··· Exercise data ···

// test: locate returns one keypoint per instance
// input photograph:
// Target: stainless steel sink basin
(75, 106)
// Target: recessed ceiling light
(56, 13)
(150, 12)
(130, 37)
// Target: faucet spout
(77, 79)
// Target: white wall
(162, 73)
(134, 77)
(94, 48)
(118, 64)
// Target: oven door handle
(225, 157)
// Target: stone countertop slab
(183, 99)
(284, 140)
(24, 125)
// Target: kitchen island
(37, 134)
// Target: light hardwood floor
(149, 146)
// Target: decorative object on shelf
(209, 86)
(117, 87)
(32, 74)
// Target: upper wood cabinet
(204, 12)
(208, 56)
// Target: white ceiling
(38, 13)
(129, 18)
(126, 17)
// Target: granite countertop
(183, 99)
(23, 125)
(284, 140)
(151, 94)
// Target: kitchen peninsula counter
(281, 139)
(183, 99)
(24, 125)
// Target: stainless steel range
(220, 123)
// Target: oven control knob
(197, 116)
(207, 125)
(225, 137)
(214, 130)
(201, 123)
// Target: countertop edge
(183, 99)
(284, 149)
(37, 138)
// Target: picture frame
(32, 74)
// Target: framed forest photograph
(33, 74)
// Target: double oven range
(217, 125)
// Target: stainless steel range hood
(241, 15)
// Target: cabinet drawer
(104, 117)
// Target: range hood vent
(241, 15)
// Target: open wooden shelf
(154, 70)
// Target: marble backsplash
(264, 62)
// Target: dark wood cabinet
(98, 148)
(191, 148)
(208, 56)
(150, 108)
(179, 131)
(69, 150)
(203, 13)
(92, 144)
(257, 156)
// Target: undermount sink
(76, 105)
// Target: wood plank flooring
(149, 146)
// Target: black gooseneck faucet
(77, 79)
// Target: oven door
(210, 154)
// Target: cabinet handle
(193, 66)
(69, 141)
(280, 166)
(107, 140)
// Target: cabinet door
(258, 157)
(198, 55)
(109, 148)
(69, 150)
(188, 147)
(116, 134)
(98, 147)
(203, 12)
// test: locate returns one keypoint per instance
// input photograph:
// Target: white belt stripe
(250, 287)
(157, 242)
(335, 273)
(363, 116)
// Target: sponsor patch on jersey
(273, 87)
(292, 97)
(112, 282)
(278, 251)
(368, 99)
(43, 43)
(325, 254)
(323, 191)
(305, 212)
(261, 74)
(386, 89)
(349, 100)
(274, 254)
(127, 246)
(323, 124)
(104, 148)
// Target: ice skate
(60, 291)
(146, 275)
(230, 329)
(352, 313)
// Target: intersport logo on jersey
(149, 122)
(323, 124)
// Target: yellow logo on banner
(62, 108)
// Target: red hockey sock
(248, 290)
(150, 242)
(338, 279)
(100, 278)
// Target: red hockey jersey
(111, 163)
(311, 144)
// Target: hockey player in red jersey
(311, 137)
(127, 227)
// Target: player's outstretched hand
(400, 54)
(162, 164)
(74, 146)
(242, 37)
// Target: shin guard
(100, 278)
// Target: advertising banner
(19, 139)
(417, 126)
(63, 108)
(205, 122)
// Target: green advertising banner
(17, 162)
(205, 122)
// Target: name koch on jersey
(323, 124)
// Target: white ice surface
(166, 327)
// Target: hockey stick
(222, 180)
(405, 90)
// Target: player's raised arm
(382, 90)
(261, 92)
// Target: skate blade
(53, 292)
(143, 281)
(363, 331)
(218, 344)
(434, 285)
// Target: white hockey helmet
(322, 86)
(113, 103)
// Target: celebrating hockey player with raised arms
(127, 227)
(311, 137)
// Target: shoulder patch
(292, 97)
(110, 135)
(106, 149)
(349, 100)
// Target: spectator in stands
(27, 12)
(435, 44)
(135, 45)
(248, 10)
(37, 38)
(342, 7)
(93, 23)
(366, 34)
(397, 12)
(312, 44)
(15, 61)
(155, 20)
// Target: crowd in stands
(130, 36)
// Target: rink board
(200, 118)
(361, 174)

···
··· Exercise data ···

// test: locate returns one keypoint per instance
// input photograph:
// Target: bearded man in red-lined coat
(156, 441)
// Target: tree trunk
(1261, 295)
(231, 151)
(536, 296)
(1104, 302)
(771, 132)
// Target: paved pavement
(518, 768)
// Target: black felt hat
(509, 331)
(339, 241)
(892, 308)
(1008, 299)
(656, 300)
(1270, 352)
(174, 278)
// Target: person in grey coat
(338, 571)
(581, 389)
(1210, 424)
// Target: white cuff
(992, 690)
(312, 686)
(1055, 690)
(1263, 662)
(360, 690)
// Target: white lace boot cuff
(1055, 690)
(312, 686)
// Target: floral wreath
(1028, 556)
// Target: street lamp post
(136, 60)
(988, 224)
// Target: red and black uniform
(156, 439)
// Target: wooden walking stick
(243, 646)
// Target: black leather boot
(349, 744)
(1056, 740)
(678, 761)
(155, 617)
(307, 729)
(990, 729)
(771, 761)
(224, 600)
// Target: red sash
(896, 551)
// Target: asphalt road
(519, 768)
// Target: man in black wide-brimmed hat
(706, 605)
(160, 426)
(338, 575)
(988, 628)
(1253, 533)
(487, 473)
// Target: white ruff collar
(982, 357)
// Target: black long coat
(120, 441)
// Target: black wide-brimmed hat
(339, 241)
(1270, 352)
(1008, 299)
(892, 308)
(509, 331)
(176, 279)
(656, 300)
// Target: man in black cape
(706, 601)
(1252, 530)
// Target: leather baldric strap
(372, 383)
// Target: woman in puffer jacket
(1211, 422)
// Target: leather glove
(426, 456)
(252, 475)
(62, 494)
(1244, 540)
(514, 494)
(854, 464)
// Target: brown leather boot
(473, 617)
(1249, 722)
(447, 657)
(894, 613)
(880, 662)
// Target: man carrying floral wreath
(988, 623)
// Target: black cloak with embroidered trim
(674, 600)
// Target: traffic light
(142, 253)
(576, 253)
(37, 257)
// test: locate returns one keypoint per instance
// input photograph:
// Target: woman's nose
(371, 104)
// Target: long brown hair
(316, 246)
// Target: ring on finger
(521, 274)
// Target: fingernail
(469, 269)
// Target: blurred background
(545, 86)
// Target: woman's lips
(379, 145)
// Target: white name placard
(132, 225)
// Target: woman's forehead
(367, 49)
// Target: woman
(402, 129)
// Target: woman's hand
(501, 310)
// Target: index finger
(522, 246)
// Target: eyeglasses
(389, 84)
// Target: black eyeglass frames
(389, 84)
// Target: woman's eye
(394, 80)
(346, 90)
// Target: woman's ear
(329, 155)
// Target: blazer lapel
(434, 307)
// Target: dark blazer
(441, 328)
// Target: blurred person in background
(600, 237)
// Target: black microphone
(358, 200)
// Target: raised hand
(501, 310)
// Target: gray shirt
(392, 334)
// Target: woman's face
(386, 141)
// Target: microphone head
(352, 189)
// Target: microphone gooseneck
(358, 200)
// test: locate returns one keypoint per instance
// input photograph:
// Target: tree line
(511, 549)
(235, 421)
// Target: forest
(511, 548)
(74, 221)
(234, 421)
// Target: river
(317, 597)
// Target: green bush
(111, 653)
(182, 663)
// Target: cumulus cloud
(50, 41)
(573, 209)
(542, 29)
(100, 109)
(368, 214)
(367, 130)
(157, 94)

···
··· Exercise data ···

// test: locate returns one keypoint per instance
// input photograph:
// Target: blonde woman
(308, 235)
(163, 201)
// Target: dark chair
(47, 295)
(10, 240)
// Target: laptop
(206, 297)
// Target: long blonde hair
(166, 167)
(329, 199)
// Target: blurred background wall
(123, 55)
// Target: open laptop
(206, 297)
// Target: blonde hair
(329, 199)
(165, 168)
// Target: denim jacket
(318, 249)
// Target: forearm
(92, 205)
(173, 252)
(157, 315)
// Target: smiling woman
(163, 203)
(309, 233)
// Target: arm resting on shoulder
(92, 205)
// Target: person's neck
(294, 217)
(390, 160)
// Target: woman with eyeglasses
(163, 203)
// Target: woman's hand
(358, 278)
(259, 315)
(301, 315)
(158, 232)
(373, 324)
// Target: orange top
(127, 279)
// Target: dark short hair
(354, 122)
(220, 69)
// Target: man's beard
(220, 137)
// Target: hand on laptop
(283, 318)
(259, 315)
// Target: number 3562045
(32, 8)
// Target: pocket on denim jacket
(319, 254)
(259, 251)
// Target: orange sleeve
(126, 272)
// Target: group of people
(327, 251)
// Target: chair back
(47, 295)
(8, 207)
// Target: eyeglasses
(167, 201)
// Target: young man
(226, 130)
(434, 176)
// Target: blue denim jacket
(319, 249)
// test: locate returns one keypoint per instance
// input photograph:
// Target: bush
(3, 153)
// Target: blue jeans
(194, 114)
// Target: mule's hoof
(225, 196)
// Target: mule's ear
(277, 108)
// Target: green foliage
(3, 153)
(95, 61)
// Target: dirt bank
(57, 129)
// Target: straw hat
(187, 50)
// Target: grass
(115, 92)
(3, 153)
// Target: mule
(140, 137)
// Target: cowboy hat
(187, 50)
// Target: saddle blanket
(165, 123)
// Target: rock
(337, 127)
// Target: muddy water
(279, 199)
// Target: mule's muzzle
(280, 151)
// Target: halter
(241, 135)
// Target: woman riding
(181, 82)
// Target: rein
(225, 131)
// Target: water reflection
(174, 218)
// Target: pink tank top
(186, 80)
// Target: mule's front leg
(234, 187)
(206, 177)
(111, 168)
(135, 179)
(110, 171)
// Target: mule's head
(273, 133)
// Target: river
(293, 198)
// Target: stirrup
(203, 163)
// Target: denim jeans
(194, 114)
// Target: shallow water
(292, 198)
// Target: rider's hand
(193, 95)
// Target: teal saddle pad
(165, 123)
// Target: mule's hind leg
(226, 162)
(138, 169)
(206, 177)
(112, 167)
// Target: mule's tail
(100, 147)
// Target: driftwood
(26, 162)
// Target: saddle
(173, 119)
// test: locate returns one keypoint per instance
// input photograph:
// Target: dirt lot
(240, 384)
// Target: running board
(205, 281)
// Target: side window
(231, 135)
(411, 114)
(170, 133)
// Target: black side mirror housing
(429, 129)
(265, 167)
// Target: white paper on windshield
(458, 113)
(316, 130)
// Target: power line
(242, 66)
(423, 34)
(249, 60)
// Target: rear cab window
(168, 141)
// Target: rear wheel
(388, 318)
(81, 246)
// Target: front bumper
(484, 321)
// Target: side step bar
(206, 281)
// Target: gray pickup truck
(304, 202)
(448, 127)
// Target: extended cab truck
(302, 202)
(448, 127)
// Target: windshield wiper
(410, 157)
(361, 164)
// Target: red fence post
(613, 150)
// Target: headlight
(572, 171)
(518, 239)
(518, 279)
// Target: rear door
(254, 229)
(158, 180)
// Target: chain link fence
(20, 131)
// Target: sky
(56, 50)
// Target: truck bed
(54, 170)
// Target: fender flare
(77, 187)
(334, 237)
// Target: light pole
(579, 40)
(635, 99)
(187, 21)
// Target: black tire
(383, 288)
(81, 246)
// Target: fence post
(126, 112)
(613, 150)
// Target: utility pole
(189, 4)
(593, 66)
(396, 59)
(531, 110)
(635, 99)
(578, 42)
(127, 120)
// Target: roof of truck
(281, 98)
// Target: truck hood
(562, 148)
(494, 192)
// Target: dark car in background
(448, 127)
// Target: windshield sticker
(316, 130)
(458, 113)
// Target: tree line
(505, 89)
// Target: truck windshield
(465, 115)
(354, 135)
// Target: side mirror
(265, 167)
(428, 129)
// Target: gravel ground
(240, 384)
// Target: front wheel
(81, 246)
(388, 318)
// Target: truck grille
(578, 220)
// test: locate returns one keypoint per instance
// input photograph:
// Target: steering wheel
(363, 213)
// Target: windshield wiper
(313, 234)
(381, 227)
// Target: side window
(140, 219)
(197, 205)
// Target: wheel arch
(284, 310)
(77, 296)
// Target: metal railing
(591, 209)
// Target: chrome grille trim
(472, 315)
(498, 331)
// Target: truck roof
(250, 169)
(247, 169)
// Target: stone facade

···

__Task prompt__:
In the stretch from the line containing "Target: metal railing" through the line containing "Target: stone facade", change "chrome grille trim" to "chrome bumper trim" and leave everything else unchanged. Return only those lines.

__The answer__:
// Target: metal railing
(591, 209)
// Target: chrome bumper trim
(472, 315)
(498, 331)
// Target: truck roof
(250, 169)
(247, 169)
// Target: stone facade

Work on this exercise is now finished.